> [Text provided]:

*** Block opens ***

88th Annual Meeting (20-24 January 2008)

Thursday, 24 January 2008: 11:00 AM
The 20th century reanalysis project
206 (Ernest N. Morial Convention Center)
Gilbert P. Compo, Climate Diagnostics Center/CIRES/University of Colorado, Boulder, CO; and J. S. Whitaker and P. D. Sardeshmukh
Climate variability and global change studies are increasingly focused on understanding and predicting regional changes of daily weather statistics. Assessing the evidence for such variations over the last hundred years and evaluating the quality of models making predictions for the next hundred requires a subdaily (as opposed to monthly or longer-term average) tropospheric circulation dataset. The only dataset available for the early 20th century consists of error-ridden hand-drawn analyses of the mean sea level pressure field over the Northern Hemisphere. Modern data assimilation systems have the potential to improve upon these maps, but prior to 1948, few digitized upper-air sounding observations are available for such a “reanalysis.” We have investigated the possibility that the quantity of newly recovered surface pressure observations is sufficient to generate useful reanalyses of at least the lower tropospheric circulation back to 1900. Surprisingly, we have found that with an Ensemble Kalman Filter that blends an ensemble of 6-hour numerical weather prediction model forecasts with the available observations, one can produce high-quality reanalyses of even the upper troposphere using only surface pressure observations. For the beginning of the 20th century, the errors of such upper-air circulation maps over the Northern Hemisphere in winter would be comparable to the two to three day errors of modern weather forecasts. Under this project, we are using the Ensemble Filter, and newly gathered surface pressure observations to produce the first-ever reanalysis dataset for the period 1892-2007. This will nearly double the record of 6-hourly tropospheric gridded fields from 60 years to 116, spanning a period for which no gridded upper-air analyses are currently available. These tropospheric circulation fields will also be the first to have objective uncertainty estimates for every variable. Initial results from the reanalysis fields spanning the period 1918-1949 will be presented.

*** Block closes ***

> [Work instructions]:
(A) Please rewrite the paragraph of the abstract above that begins "Climate variability and global change studies" as a shorter bulleted list that keeps its main facts.
(B) According to the abstract above, why does climate research need a subdaily tropospheric circulation dataset rather than monthly or longer-term averages? Answer in one to three sentences.
(C) Reproduce everything in the abstract above from "88th Annual Meeting" down to "Morial Convention Center)", renaming "Annual Meeting" as "Yearly Conference".

> [Dataset content]:
*** Block opens ***

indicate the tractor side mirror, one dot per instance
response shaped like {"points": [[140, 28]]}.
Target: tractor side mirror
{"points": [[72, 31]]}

*** Block closes ***

> [Exercise solutions]:
(A)
- Climate studies increasingly focus on regional changes in daily weather statistics. Checking past variations and judging model predictions requires a subdaily tropospheric circulation dataset.
- For the early 20th century, the only such data are error-ridden hand-drawn Northern Hemisphere sea level pressure maps.
- Before 1948, few digitized upper-air sounding observations exist for a reanalysis.
- An Ensemble Kalman Filter blends 6-hour model forecasts with observations. Using only surface pressure observations, it can produce high-quality reanalyses, even of the upper troposphere.
- Early-20th-century Northern Hemisphere winter upper-air maps made this way would have errors comparable to the two-to-three-day errors of modern forecasts.
- The project uses this method and newly gathered surface pressure observations to produce the first-ever reanalysis dataset for 1892-2007. This nearly doubles the 6-hourly gridded record from 60 to 116 years.
- The fields will be the first with objective uncertainty estimates for every variable.
- Initial results for 1918-1949 will be presented.

(B) Research increasingly focuses on regional changes in daily weather statistics. Assessing the evidence for such variations over the last hundred years, and evaluating models that predict the next hundred, requires data at subdaily resolution.

(C)
88th Yearly Conference (20-24 January 2008)

Thursday, 24 January 2008: 11:00 AM
The 20th century reanalysis project
206 (Ernest N. Morial Convention Center)